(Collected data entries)
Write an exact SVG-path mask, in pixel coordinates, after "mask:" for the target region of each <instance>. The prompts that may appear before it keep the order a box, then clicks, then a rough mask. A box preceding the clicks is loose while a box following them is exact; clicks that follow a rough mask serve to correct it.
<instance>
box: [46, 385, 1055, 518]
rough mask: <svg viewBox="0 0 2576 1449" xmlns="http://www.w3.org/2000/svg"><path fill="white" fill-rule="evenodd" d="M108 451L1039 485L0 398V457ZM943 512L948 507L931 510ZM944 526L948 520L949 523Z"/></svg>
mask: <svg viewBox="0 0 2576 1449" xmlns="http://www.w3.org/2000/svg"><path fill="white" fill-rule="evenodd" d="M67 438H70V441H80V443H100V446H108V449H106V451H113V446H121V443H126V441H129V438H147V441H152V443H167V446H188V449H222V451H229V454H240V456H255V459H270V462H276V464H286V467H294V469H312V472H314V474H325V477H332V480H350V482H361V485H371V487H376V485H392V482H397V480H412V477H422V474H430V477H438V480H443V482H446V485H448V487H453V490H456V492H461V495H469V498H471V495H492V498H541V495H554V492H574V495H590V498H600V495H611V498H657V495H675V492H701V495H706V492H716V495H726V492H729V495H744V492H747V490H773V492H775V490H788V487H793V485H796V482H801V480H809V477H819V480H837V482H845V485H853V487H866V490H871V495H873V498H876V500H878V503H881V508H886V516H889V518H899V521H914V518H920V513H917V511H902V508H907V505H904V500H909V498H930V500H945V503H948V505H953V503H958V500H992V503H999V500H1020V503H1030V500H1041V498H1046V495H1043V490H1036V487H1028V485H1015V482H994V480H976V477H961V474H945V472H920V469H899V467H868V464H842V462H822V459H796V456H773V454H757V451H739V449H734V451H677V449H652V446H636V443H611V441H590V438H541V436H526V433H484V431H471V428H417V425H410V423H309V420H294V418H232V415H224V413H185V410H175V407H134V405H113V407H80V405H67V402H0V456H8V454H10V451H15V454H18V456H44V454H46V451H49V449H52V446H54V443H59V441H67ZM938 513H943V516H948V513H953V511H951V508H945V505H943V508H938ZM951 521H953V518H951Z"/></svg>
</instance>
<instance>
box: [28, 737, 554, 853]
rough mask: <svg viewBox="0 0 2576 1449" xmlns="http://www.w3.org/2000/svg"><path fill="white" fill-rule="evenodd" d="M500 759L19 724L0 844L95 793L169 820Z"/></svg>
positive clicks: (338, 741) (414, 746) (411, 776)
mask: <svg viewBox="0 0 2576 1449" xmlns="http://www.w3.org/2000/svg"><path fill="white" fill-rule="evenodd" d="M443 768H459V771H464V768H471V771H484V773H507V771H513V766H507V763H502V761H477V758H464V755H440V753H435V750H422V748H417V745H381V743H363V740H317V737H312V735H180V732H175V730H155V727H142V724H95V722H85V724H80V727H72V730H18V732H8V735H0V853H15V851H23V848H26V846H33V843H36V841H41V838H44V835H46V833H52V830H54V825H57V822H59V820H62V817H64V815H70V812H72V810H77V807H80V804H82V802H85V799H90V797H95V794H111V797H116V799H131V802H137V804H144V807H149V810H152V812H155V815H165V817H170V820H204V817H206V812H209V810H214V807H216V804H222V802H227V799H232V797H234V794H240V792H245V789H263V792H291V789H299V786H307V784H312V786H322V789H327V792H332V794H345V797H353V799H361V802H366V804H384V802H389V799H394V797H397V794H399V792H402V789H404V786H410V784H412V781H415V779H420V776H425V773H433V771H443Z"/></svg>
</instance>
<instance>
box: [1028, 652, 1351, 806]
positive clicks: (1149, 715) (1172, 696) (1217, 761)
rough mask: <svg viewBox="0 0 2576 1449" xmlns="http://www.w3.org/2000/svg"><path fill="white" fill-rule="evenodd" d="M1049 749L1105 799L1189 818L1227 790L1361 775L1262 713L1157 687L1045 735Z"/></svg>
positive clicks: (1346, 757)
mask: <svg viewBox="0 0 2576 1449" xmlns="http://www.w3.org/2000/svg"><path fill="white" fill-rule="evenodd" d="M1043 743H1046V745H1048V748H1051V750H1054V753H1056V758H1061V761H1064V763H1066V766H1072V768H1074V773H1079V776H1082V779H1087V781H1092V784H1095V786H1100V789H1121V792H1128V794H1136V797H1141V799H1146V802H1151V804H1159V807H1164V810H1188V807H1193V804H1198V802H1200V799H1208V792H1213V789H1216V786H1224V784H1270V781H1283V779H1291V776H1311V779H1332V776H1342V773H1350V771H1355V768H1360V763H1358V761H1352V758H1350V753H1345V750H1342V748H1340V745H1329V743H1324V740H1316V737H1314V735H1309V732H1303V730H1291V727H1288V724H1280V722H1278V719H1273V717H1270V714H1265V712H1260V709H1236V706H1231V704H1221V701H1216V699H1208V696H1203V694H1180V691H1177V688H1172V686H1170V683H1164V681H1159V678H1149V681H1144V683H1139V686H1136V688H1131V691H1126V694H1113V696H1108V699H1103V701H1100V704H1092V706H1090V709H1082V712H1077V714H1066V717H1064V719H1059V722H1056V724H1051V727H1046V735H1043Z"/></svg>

*INSTRUCTIONS TO FOLLOW*. What is needed is an exact copy of all the records above.

*RESULT BELOW*.
Write an exact SVG-path mask, in pixel coordinates, after "mask:" for the target region of each <instance>. The prompts that may appear before it keep the order a box, then clicks, then a rough mask. A box preceding the clicks is loose while a box following them is exact; clicks that follow a rough mask serve to correct it.
<instance>
box: [46, 385, 1055, 518]
rough mask: <svg viewBox="0 0 2576 1449" xmlns="http://www.w3.org/2000/svg"><path fill="white" fill-rule="evenodd" d="M108 451L1039 485L0 398V457ZM943 512L948 507L931 510ZM944 526L948 520L949 523Z"/></svg>
mask: <svg viewBox="0 0 2576 1449" xmlns="http://www.w3.org/2000/svg"><path fill="white" fill-rule="evenodd" d="M67 438H70V441H80V443H100V446H108V449H106V451H113V446H121V443H126V441H129V438H147V441H152V443H167V446H188V449H222V451H229V454H240V456H255V459H270V462H276V464H286V467H294V469H312V472H314V474H325V477H332V480H350V482H361V485H371V487H376V485H392V482H397V480H412V477H422V474H430V477H438V480H443V482H446V485H448V487H453V490H456V492H461V495H469V498H471V495H492V498H541V495H554V492H574V495H590V498H600V495H611V498H657V495H675V492H701V495H706V492H716V495H726V492H729V495H744V492H747V490H773V492H775V490H788V487H793V485H796V482H801V480H809V477H819V480H837V482H845V485H853V487H866V490H871V495H873V498H876V500H878V503H881V508H886V516H889V518H899V521H914V518H920V513H917V511H902V508H907V505H904V500H909V498H930V500H945V503H948V505H953V503H958V500H992V503H999V500H1020V503H1030V500H1041V498H1046V495H1043V490H1036V487H1028V485H1015V482H994V480H976V477H961V474H945V472H920V469H899V467H868V464H842V462H822V459H796V456H773V454H757V451H739V449H734V451H677V449H652V446H636V443H611V441H590V438H541V436H526V433H484V431H471V428H417V425H410V423H309V420H294V418H232V415H224V413H185V410H175V407H134V405H113V407H80V405H67V402H0V456H8V454H10V451H15V454H18V456H44V454H46V451H49V449H52V446H54V443H59V441H67ZM938 513H943V516H948V513H953V511H951V508H945V505H943V508H938ZM951 521H953V518H951Z"/></svg>
</instance>
<instance>
box: [28, 737, 554, 853]
rough mask: <svg viewBox="0 0 2576 1449" xmlns="http://www.w3.org/2000/svg"><path fill="white" fill-rule="evenodd" d="M500 759L19 724L0 844L95 793L169 820Z"/></svg>
positive clicks: (338, 741) (414, 746) (411, 776)
mask: <svg viewBox="0 0 2576 1449" xmlns="http://www.w3.org/2000/svg"><path fill="white" fill-rule="evenodd" d="M443 768H459V771H464V768H471V771H484V773H507V771H513V766H507V763H502V761H477V758H464V755H440V753H435V750H422V748H417V745H381V743H363V740H317V737H312V735H180V732H175V730H155V727H142V724H95V722H85V724H80V727H72V730H18V732H8V735H0V853H15V851H23V848H26V846H33V843H36V841H41V838H44V835H46V833H52V830H54V825H57V822H59V820H62V817H64V815H70V812H72V810H77V807H80V804H82V802H85V799H90V797H95V794H111V797H116V799H131V802H137V804H144V807H149V810H152V812H155V815H165V817H170V820H204V817H206V812H209V810H214V807H216V804H222V802H227V799H232V797H234V794H240V792H245V789H263V792H291V789H299V786H307V784H312V786H322V789H327V792H332V794H345V797H353V799H361V802H366V804H384V802H389V799H394V797H397V794H399V792H402V789H404V786H410V784H412V781H415V779H420V776H425V773H433V771H443Z"/></svg>
</instance>
<instance>
box: [1028, 652, 1351, 806]
positive clicks: (1149, 715) (1172, 696) (1217, 761)
rough mask: <svg viewBox="0 0 2576 1449" xmlns="http://www.w3.org/2000/svg"><path fill="white" fill-rule="evenodd" d="M1049 749L1105 799L1189 818L1227 790L1361 775L1262 713L1157 687L1045 735Z"/></svg>
positive clicks: (1346, 757)
mask: <svg viewBox="0 0 2576 1449" xmlns="http://www.w3.org/2000/svg"><path fill="white" fill-rule="evenodd" d="M1043 743H1046V745H1048V748H1051V750H1054V753H1056V758H1061V761H1064V763H1066V766H1072V768H1074V773H1079V776H1082V779H1087V781H1092V784H1095V786H1100V789H1121V792H1128V794H1136V797H1141V799H1146V802H1151V804H1159V807H1164V810H1188V807H1193V804H1198V802H1200V799H1208V792H1213V789H1216V786H1224V784H1270V781H1283V779H1291V776H1311V779H1332V776H1342V773H1350V771H1355V768H1360V763H1358V761H1352V758H1350V753H1345V750H1342V748H1340V745H1329V743H1324V740H1316V737H1314V735H1309V732H1303V730H1291V727H1288V724H1280V722H1278V719H1273V717H1270V714H1265V712H1260V709H1236V706H1231V704H1221V701H1216V699H1208V696H1203V694H1180V691H1177V688H1172V686H1170V683H1164V681H1159V678H1149V681H1144V683H1139V686H1136V688H1131V691H1126V694H1113V696H1108V699H1103V701H1100V704H1092V706H1090V709H1082V712H1077V714H1066V717H1064V719H1059V722H1056V724H1051V727H1046V735H1043Z"/></svg>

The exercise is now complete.